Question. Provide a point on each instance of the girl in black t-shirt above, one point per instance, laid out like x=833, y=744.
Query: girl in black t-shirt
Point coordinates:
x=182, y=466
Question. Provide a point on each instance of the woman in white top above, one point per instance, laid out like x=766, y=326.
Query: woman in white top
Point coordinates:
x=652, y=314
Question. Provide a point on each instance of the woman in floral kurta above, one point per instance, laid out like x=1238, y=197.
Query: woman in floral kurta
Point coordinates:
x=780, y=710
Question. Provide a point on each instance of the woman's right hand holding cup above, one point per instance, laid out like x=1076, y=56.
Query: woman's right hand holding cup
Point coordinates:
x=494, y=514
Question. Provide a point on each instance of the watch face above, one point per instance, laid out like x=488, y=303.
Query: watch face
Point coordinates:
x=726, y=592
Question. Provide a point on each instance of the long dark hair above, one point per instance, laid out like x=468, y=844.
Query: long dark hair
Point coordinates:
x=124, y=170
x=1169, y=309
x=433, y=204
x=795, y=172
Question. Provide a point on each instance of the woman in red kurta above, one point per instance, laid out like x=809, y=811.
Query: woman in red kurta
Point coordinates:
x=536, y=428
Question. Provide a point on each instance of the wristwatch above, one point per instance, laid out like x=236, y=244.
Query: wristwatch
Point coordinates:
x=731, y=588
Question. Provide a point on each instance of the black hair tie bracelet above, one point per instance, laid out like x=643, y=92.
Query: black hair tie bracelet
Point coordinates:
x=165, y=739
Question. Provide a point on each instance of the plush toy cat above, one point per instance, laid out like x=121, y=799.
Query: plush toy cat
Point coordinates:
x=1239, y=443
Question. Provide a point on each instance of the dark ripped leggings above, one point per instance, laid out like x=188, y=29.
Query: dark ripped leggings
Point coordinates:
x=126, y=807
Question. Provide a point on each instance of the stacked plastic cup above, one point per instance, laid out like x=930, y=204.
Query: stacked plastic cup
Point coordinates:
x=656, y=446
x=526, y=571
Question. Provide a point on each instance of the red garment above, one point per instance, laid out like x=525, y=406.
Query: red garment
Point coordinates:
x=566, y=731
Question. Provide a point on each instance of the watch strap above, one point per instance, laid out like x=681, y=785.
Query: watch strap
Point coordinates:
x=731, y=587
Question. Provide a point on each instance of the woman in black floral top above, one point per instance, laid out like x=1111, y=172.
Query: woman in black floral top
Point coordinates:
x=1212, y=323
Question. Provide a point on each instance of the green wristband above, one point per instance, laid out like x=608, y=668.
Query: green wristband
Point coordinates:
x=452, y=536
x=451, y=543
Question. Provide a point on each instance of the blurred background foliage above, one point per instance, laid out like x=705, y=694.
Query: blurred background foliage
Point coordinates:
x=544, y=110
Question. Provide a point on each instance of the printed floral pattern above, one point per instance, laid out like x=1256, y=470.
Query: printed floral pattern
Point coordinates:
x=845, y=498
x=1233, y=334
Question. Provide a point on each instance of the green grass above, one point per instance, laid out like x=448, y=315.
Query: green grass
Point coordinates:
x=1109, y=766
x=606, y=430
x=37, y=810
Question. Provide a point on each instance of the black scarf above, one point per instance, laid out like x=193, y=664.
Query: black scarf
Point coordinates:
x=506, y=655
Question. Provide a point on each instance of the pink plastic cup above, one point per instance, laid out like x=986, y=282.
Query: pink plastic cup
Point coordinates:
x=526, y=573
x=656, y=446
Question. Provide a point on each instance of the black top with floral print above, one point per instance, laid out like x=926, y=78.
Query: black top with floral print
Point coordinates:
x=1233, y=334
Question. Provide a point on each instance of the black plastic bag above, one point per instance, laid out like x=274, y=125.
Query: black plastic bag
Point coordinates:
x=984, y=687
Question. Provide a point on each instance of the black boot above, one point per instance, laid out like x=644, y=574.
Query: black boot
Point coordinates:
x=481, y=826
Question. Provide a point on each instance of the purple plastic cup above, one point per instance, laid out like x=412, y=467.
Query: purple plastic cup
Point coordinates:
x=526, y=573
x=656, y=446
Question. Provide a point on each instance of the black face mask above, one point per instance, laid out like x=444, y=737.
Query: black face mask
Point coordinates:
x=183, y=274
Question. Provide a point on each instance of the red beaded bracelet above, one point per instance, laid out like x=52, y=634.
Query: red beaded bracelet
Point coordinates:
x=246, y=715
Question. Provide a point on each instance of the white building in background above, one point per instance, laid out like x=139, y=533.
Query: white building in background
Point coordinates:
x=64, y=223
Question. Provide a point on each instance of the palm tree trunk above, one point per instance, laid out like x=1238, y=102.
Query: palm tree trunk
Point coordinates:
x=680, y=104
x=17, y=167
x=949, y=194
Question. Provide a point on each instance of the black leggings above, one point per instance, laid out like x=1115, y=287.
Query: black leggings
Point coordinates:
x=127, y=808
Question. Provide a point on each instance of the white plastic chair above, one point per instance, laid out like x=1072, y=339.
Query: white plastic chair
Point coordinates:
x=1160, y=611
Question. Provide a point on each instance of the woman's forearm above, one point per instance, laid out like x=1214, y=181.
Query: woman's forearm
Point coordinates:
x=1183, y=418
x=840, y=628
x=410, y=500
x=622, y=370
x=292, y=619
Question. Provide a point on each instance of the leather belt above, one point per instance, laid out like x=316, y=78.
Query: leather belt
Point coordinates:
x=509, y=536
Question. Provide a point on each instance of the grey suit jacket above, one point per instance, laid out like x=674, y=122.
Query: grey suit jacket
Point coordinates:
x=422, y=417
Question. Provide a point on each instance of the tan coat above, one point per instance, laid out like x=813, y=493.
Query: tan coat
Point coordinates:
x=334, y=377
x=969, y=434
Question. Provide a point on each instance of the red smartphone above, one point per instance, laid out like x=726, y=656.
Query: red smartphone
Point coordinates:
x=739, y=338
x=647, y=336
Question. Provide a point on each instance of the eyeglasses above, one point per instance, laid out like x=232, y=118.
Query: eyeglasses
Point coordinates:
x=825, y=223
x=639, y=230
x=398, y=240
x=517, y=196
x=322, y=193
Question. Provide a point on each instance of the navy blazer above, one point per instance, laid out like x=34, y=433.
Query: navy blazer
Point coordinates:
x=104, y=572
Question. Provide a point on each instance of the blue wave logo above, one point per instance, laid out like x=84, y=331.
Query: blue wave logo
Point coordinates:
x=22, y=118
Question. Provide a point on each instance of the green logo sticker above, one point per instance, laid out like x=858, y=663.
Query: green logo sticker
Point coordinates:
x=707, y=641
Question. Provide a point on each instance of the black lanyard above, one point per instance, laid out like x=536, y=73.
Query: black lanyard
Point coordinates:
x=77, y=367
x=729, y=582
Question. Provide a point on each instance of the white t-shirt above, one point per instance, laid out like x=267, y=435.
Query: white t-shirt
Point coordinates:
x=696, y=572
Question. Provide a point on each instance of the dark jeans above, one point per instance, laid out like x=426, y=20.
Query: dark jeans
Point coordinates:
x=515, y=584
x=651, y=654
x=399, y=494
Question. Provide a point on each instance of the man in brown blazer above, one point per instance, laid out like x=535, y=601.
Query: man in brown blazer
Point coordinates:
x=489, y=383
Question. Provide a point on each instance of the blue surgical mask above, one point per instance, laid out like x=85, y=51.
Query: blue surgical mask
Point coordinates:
◇ ◇ ◇
Please quote nothing but the lines from the line with "Question. Provide a point on each instance of the dark jeans" through the end of the data above, exactly as written, ends included.

Question. Provide a point on each instance of the dark jeans above, one point per instance, laid out like x=426, y=20.
Query: dark jeans
Point coordinates:
x=515, y=584
x=651, y=654
x=399, y=494
Question. Provide a point on each instance of the man in brown blazer above, one point per instance, laid out like x=535, y=601.
Query: man in brown blazer
Point coordinates:
x=489, y=383
Question. Provide a point on each instance of the blue surgical mask above, one point per instance, laid out like x=85, y=51.
Query: blue surgical mask
Point coordinates:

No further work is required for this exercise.